-- What is asked --
Copy each of the items below word for word, leaving out the pictures.

-- Material supplied --
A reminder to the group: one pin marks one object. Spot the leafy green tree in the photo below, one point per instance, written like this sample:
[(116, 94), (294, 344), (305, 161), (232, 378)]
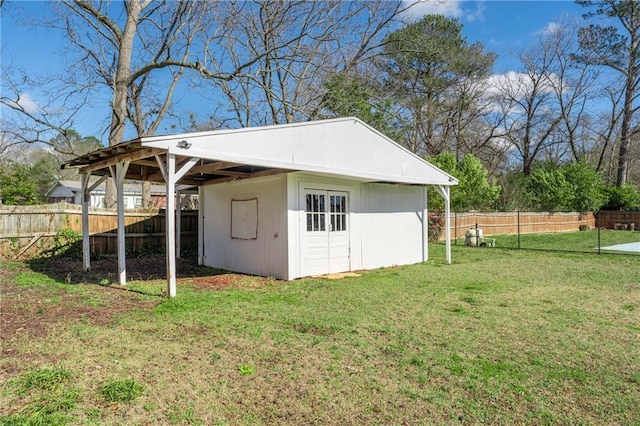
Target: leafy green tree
[(587, 187), (426, 65), (351, 95), (625, 197), (616, 47), (548, 189), (475, 191), (572, 187)]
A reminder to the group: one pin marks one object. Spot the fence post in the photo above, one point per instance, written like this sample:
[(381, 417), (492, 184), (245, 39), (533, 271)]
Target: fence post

-- Finished exercise --
A reminder to the group: one pin marks one object. Spot the leafy green tree in the photo below, one point per instance, written like this sample:
[(116, 94), (294, 344), (305, 161), (232, 378)]
Target: leafy green tree
[(587, 187), (426, 65), (351, 95), (625, 197), (616, 47), (548, 189), (475, 191), (572, 187)]
A reminder to the group: one pin marks one object. Spot the fence post in the photo above, one point per instance, written like this sample:
[(381, 417), (492, 184), (245, 39), (533, 271)]
Target: fence post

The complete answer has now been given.